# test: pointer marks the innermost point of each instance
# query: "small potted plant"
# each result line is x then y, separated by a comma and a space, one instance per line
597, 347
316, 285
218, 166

• • •

Directive = Return all of the material above, line for line, without changing a single character.

Answer for this exercise =
# test: pointer marks the innermost point of each instance
# query: "small potted plant"
# each result line is x then y, separated by a comma and a space, one instance per line
597, 347
316, 285
218, 166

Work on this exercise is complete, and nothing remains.